§ **INSTRUCTIONS TO FOLLOW**:
Whenever a line below includes "suit", add it to the tally, then give the total and nothing more.
··· MATERIAL SUPPLIED
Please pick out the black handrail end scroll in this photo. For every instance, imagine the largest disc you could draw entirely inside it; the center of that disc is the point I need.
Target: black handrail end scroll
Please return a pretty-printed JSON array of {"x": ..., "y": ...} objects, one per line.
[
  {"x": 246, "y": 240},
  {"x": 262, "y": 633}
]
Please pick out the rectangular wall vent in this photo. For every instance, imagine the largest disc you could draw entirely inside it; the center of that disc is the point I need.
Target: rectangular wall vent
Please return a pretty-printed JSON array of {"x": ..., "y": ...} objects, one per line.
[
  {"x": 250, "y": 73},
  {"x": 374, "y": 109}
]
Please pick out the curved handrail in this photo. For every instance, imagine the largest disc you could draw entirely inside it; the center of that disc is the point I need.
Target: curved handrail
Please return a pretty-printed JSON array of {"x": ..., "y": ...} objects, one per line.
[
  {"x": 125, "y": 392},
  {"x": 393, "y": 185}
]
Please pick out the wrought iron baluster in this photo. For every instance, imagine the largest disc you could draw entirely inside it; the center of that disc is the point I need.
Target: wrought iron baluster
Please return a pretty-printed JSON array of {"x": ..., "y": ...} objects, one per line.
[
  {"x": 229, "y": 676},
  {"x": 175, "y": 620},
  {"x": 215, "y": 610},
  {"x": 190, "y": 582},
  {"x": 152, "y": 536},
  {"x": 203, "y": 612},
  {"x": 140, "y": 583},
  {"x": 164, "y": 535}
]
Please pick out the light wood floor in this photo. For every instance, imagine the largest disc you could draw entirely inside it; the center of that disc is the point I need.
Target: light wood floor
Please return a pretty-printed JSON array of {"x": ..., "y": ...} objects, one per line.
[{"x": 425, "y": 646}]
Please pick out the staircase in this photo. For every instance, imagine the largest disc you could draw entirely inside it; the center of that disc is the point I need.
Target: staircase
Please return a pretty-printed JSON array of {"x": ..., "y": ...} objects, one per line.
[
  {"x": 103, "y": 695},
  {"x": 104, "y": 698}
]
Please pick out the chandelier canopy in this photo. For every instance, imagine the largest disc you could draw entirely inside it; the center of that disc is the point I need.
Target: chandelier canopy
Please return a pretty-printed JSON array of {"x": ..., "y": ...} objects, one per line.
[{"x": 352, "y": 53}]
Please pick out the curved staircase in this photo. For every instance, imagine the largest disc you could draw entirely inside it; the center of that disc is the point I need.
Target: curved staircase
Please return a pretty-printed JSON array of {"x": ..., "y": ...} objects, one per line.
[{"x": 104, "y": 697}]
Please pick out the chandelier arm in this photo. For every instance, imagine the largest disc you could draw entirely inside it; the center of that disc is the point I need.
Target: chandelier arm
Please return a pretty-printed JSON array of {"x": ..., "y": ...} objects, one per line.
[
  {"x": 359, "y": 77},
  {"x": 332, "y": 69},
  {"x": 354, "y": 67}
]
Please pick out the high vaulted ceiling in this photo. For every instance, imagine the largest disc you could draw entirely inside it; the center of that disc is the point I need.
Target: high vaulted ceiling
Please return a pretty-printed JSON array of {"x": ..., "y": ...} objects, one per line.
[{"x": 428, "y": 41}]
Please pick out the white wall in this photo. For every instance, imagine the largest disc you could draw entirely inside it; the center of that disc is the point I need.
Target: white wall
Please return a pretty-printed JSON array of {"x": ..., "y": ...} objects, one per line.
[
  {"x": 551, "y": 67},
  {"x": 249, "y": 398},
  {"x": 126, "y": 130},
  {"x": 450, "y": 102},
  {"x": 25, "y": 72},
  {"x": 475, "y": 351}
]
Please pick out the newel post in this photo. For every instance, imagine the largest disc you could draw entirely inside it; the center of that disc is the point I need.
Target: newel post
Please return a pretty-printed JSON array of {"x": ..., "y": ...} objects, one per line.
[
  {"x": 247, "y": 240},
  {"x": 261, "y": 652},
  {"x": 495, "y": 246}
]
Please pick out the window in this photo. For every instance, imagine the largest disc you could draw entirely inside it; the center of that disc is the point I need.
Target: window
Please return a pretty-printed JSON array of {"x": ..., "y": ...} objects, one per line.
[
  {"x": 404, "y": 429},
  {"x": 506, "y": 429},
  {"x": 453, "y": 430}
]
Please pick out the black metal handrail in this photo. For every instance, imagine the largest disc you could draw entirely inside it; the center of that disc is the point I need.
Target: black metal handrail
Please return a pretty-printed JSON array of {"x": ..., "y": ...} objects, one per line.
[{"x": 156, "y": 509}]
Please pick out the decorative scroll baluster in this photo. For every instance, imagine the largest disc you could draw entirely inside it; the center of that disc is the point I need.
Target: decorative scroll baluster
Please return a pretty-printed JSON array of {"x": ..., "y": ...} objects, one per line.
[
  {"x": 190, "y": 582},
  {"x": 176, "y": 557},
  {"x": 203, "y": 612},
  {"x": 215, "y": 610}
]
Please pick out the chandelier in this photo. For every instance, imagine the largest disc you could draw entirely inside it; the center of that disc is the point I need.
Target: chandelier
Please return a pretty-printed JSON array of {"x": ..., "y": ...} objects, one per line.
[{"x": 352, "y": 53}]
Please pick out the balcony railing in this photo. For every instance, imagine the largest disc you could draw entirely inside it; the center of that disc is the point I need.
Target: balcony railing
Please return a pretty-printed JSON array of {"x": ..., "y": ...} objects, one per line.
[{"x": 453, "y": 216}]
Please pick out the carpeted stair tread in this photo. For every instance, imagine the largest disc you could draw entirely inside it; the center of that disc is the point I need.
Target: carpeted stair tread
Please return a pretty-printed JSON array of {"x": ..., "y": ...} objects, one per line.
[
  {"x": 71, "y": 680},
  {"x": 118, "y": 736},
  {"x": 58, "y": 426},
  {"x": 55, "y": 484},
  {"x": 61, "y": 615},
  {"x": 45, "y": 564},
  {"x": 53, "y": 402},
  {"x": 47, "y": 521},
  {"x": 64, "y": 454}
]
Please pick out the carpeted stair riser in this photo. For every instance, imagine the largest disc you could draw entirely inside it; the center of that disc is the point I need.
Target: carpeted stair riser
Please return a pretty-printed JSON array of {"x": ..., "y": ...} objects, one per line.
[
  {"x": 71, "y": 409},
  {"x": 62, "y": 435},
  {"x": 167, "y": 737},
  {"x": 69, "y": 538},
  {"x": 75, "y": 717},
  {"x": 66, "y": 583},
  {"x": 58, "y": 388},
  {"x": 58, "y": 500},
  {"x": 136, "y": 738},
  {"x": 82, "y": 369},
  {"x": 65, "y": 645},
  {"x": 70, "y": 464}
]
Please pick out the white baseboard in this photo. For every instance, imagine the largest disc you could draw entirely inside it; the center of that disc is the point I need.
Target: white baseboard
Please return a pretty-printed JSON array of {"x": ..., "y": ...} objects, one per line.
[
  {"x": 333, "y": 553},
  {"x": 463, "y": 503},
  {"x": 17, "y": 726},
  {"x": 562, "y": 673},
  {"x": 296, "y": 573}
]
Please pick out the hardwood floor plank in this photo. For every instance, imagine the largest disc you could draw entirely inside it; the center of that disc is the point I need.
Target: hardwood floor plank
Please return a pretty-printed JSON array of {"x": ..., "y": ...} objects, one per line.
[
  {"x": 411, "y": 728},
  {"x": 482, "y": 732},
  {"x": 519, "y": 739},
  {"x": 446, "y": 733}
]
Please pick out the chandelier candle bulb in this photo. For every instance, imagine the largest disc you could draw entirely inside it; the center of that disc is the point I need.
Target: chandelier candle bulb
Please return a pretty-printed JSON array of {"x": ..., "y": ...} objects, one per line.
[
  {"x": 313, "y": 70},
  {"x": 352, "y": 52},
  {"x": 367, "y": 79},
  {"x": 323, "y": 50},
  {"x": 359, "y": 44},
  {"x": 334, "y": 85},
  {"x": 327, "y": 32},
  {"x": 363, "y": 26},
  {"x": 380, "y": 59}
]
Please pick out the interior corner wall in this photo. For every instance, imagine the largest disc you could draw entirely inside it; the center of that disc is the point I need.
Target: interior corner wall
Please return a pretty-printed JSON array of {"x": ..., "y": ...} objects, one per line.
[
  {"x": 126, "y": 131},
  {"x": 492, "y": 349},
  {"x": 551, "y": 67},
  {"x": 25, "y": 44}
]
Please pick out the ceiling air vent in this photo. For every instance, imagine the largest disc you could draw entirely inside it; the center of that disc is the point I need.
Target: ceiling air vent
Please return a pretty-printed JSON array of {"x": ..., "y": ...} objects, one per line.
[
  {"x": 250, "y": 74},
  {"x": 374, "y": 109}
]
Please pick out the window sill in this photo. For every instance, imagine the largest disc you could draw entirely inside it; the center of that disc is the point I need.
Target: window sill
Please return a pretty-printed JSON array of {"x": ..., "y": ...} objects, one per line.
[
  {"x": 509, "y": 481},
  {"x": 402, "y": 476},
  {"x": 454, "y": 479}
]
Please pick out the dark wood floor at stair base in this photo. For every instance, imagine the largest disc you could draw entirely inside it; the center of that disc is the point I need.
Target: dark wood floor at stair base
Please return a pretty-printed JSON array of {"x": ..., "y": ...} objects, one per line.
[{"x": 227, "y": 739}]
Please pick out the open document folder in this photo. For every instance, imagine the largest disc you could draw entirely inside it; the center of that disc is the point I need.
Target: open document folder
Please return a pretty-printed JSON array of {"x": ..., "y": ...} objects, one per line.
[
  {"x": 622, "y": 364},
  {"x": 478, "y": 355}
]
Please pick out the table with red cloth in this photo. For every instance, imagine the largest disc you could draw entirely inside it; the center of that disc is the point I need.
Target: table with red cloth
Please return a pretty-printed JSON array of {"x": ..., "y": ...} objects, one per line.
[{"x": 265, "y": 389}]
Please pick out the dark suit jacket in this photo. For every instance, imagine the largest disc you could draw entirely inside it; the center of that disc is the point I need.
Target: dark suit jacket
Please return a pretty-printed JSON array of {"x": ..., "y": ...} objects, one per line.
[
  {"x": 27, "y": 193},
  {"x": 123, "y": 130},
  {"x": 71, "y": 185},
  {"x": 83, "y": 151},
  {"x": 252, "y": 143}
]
······
§ **WRITTEN RESPONSE**:
2